**What you need to do**
Output the entries from their start through the line containing "<point>815,847</point>", both ends included, as a two-column CSV with the columns text and answer, one row per entry. Put each value in a single quoted field with line breaks changed to spaces, and leave the pictures out.

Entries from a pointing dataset

-*-

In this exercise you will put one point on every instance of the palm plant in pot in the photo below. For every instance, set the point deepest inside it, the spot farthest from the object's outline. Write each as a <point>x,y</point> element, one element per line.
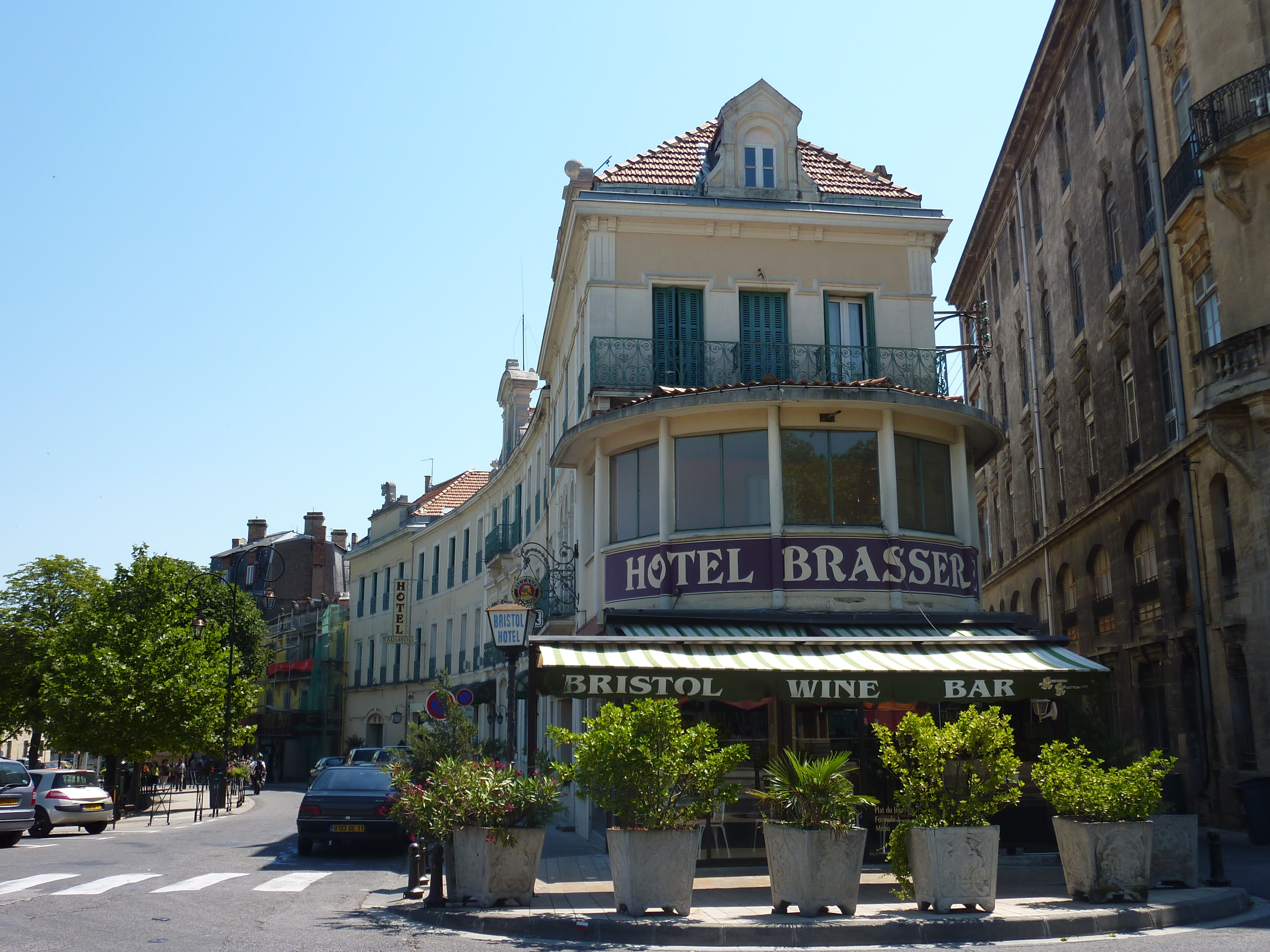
<point>1103,826</point>
<point>658,779</point>
<point>815,847</point>
<point>952,780</point>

-*-

**Result of this exercise**
text,answer
"In this exercise you will put one point on every instance of the palm plant in pot in the photo below. For every instance, set the point deepest inside it, the spot farthest from the object's outline. Write each as a <point>x,y</point> element, one element per line.","<point>1103,826</point> <point>658,779</point> <point>815,847</point>"